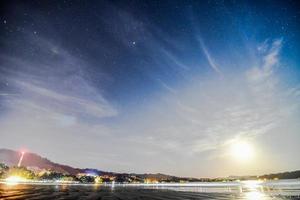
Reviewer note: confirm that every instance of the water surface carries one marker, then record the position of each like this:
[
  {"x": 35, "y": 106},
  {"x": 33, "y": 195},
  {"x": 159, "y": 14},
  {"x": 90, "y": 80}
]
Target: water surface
[{"x": 243, "y": 191}]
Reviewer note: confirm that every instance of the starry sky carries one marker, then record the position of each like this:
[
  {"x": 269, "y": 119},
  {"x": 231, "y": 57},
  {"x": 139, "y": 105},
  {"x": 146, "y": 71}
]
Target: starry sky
[{"x": 152, "y": 86}]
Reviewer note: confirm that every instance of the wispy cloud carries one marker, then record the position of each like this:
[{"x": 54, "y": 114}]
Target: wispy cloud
[
  {"x": 210, "y": 60},
  {"x": 203, "y": 119}
]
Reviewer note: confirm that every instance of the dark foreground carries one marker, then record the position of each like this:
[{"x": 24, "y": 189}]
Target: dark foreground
[{"x": 134, "y": 193}]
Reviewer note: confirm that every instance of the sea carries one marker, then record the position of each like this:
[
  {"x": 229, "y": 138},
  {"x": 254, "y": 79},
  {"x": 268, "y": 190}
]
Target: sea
|---|
Beginning with the line containing "Target: dark foreground" and ending with the last line of the listing above, return every line exactly and nothing else.

Target: dark foreground
[{"x": 134, "y": 193}]
Reviewer note: confirm that every instance of the sea carries one marker, then record the position of each like this:
[
  {"x": 229, "y": 138},
  {"x": 254, "y": 79},
  {"x": 268, "y": 190}
]
Target: sea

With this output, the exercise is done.